WHAT YOU NEED TO DO -
Extend the forum thread on jon boats and wind speed with one or more further replies that follow its last post.

SELECTED PASSAGE -
*****

# Jon boats and wind speed, when to stay home?



## Incawoodsman (Feb 25, 2012)

Just wanted to ask you guys with jon boats, what wind speed will keep you off the waters? I was looking at the wind speed today and it seems like it will be a consistant 15 mph, which seems like it is a little too fast to be on allatoona in a 15 foot jon boat? Where do you guys set the limit at? I was on the water one time and the wind speed just started to gust up to 25 mph, and it was hard just keeping the bow of the boat to track straight while going back to the boat ramp with a 10 hp motor, going slow of course. Hope to never be caught in that again.


----------



## chadf (Feb 25, 2012)

Experience and good judgement, will decide that.

Water doesn't forgive. Be safe.


----------



## sboat (Feb 25, 2012)

I suggest you stay home any time I want go fishing. Kidding. 

When the wind is predicted at 20 to 25 mph I either don't go or I'm careful about where I go. For instance I have a couple of places I go where bass can be caught near the ramp. these places are also located farther up creek areas of the lake & the lake isn't very wide. You still get the wind but the waves aren't bad.

30 t0 40 mph I stay home.

Hope that helps.


----------



## Incawoodsman (Feb 25, 2012)

Thanks,
     So I guess with 15 mph winds just get out there in a cove and anchor up to do some fishing. Sounds good to me.

*****

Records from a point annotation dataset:
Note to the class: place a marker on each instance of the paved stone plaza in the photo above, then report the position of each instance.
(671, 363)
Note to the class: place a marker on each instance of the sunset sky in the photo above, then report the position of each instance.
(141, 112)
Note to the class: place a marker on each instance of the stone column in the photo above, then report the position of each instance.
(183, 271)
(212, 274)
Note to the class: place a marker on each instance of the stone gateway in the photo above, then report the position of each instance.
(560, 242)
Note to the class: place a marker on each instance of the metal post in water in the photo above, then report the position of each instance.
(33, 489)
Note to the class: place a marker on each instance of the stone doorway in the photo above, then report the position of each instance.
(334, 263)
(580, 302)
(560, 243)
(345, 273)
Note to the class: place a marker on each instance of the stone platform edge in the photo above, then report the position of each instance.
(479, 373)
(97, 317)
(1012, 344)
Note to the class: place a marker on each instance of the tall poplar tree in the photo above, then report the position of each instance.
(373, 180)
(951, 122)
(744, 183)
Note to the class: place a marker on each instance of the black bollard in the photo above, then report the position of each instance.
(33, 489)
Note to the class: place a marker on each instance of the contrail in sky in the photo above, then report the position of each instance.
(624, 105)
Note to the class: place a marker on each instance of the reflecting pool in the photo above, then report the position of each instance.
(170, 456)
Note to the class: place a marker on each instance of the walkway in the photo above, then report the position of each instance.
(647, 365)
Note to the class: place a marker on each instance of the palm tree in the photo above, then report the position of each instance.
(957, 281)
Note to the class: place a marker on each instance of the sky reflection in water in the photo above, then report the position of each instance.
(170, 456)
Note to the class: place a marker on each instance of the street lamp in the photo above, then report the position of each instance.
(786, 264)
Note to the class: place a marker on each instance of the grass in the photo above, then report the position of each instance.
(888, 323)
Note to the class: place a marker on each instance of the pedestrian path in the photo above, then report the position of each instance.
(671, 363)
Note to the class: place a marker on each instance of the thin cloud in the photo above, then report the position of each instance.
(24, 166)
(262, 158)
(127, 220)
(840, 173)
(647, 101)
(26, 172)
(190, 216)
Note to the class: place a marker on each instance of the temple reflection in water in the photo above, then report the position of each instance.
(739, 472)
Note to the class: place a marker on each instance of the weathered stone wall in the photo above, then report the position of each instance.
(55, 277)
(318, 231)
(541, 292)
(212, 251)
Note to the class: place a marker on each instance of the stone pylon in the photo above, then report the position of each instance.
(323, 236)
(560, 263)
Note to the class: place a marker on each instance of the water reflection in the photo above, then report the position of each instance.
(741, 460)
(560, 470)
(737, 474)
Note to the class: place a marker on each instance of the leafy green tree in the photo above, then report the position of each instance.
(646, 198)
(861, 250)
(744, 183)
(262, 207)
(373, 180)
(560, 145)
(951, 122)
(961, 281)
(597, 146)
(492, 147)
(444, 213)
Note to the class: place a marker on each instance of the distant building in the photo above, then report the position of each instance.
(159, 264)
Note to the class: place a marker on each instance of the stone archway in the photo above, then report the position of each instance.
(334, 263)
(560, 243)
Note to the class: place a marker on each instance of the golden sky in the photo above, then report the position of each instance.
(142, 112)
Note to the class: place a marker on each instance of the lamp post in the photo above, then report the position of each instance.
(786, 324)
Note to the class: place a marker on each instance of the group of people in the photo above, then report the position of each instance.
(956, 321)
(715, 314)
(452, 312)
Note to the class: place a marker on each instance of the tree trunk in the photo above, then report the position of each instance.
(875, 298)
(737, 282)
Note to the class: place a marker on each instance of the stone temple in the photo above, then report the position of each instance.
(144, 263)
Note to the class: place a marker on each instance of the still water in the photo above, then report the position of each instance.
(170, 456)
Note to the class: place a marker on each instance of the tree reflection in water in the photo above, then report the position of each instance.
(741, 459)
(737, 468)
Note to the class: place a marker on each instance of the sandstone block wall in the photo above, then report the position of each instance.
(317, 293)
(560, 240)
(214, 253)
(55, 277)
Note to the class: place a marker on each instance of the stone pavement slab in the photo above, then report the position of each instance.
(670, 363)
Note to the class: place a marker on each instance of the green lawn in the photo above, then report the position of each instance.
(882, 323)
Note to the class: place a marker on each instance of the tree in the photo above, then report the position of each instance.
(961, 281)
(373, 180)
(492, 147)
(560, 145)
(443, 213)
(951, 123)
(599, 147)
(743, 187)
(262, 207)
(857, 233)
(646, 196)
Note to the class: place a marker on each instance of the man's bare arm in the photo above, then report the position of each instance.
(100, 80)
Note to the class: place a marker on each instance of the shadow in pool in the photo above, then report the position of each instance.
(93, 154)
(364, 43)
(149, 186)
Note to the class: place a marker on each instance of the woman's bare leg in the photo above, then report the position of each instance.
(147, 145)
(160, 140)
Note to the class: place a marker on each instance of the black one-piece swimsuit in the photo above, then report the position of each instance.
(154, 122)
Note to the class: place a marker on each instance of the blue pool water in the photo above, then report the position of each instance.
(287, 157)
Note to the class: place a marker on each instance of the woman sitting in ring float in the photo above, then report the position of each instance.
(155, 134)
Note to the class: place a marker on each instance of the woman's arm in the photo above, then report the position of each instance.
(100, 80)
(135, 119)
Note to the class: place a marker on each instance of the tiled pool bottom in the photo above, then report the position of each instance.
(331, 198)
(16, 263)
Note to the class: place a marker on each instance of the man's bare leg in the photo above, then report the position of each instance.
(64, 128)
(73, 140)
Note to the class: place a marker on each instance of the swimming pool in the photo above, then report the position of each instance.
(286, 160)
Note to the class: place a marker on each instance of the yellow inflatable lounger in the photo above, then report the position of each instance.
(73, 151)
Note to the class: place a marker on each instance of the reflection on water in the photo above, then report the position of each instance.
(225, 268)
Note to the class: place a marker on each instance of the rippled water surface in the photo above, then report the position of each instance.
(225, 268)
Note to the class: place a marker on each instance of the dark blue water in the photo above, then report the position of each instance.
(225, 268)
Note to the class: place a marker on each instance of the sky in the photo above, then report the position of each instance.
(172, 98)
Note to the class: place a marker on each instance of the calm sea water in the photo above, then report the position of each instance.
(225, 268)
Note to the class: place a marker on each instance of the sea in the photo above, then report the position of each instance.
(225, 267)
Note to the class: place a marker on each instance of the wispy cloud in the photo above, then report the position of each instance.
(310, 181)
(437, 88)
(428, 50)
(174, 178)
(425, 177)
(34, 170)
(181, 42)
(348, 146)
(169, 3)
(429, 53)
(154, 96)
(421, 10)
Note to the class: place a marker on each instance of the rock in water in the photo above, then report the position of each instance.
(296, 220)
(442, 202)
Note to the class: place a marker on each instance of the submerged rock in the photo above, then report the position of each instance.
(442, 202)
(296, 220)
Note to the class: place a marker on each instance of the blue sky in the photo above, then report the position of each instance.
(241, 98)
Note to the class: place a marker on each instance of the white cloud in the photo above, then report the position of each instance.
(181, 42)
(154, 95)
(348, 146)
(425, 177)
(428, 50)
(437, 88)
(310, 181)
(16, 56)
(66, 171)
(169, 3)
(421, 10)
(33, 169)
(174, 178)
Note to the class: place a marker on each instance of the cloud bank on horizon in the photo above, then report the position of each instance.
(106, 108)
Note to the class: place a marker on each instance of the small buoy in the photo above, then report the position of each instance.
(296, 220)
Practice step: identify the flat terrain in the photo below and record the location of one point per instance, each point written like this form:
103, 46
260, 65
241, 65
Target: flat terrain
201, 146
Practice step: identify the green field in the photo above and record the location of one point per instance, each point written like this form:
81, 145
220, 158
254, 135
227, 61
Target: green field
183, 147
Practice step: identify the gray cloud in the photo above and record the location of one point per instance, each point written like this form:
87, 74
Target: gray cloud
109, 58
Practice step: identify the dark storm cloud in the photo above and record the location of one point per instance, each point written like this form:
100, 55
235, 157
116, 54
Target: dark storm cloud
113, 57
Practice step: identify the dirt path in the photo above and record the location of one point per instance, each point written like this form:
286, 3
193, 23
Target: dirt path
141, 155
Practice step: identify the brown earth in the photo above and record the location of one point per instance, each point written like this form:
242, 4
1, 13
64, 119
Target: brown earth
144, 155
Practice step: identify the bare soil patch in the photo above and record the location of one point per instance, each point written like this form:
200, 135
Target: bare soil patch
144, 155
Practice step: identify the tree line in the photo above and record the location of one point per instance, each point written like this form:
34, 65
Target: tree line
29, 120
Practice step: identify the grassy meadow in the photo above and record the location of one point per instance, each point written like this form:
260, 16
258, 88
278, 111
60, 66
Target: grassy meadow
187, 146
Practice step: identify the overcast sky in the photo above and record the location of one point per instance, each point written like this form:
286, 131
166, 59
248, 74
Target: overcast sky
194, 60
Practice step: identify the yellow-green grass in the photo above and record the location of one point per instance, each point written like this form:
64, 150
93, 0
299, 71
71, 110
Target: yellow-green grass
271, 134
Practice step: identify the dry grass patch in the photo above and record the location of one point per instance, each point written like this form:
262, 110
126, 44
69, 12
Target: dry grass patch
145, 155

*****

ANSWER TO THE EXERCISE -
----------



## GoldDot40 (Feb 25, 2012)

Still have to get to/from that cove. If you get out there and see the water white capping....I'd rethink the situation. Of course the actual boat size would be a huge factor.


----------



## bayoubetty (Feb 25, 2012)

I stay home when there is a small craft advisory 
Before I got my v-hull jon boat up here all my boating was on open water.
I love my v-hull.  You can tack upwind those waves a heck of a lot easier in a v.  Flat bottoms will beat you to death in the wind.. especially if youre a female


----------



## Incawoodsman (Feb 25, 2012)

Well I am glad I did not go to the lake today. There was a gust in my backyard that about ripped the porch off of my house. If I was in the lake that would have got me flying faster then the bass boats with 250 hp motors....


----------



## bayoubetty (Feb 25, 2012)

just talked to my buddy who was out on Lanier all day and he said it was miserable out there...didnt take his face shield off once and the bite was nearly just as cold!


----------



## Fletch_W (Feb 25, 2012)

Wind Advisory (Small Craft Advisory), I don't go fishing, I don't care what boat you are in. 

If I see 10-15 mph in the forecast, I'll go early and see how the wind picks up. When the forecast is 10-15, it might be 9 mph with 15 gusts, or 16 mph with 25 gusts. The weather forecasts inland are very vague with wind forecasts. 

Today, I decided to deck out the jb. After watching my wheelbarrow cartwheel and a big plank of plywood fly off like a unicorn, I was miserable just being in my backyard... I can't imagine trying to fish in weather like this. Fishing is supposed to be fun. 

The trouble with March and April fishing, is that when the sun is out, the winds are blowing. When the winds aren't blowing, it's cold and rainy. Fish early... like crack of dawn early when the day is forecast to be sunny, and be done by 10am. Or, man-up and fish in the cold rainy weather. "No such thing as bad weather, only bad gear" is what a friend once told me.


----------



## littlejon (Feb 25, 2012)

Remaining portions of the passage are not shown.